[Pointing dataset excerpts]
================================
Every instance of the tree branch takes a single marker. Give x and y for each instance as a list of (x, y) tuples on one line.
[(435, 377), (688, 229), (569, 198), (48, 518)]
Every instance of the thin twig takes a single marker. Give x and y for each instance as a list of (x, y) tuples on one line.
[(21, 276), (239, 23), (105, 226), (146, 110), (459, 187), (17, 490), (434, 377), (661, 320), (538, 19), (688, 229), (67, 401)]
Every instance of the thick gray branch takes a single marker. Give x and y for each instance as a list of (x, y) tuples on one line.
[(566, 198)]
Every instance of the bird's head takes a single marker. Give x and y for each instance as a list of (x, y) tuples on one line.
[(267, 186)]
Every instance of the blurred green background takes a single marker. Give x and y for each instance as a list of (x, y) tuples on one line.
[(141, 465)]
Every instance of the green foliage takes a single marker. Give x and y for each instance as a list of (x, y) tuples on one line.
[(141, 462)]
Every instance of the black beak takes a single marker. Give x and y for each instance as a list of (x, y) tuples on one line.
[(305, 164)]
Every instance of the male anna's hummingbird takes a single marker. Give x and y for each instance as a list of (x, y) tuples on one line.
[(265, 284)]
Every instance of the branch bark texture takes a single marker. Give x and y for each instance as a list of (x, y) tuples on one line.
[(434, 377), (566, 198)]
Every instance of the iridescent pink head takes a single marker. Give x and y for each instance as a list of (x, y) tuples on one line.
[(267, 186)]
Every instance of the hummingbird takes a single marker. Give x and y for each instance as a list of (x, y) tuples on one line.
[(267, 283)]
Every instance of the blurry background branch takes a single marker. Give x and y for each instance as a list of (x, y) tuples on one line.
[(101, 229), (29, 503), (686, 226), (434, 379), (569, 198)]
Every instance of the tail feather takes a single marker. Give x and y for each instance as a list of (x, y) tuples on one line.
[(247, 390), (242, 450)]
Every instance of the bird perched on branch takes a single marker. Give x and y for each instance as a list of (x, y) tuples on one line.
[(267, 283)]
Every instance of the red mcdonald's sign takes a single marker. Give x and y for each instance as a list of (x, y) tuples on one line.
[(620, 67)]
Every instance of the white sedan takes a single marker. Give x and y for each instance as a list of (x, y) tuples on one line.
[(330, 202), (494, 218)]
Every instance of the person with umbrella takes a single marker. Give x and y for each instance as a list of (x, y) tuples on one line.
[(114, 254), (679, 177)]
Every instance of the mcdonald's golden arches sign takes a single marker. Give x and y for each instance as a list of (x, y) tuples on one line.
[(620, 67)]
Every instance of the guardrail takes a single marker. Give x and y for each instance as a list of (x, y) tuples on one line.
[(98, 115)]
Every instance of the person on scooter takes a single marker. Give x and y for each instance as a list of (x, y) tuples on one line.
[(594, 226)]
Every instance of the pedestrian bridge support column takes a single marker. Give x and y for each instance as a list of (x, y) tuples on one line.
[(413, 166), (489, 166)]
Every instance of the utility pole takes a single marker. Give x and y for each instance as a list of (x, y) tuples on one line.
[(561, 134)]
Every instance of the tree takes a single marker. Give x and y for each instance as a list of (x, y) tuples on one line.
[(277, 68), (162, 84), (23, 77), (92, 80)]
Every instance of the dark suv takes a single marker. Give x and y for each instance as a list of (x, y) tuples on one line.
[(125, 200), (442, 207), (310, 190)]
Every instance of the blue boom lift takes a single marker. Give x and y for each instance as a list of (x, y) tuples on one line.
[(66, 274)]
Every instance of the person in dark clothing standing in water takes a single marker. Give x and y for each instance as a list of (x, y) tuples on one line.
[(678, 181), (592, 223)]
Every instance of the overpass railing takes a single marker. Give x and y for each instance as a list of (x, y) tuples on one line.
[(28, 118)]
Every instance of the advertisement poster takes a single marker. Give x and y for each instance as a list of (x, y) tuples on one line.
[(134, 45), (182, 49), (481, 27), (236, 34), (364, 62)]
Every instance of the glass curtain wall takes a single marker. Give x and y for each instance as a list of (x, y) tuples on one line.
================================
YOUR GOAL
Rescale the entries starting with the line with "Every instance of the blurred" and going on through the line with "[(434, 377), (566, 198)]", both lines included. Give all of those lines again with the requests unchanged, but multiply every x and y coordinate in the answers by 0.6 and round each result to a whole number, rounding halves up.

COMPLETED TASK
Every instance of the blurred green background takes a single marker. Give x and y for each instance as a list of (x, y) tuples on one line.
[(85, 279)]
Every instance of the green foliage takes a single marker. Give x and y for each instance as a list of (x, y) tuples on one line.
[(85, 277)]
Every instance of the black beak takes a single marker. Give x and y for each instance as a list of (x, y) tuples on one line.
[(183, 98)]
Every instance of the male anna's hummingbird takes a single marker. Give x and y for each instance as a list of (x, y) tuples on one line.
[(159, 170)]
Every instance of the branch bark texture takes a single marker. Give x and y for each instance as a list of (x, y) tuples on one line.
[(260, 226), (340, 119)]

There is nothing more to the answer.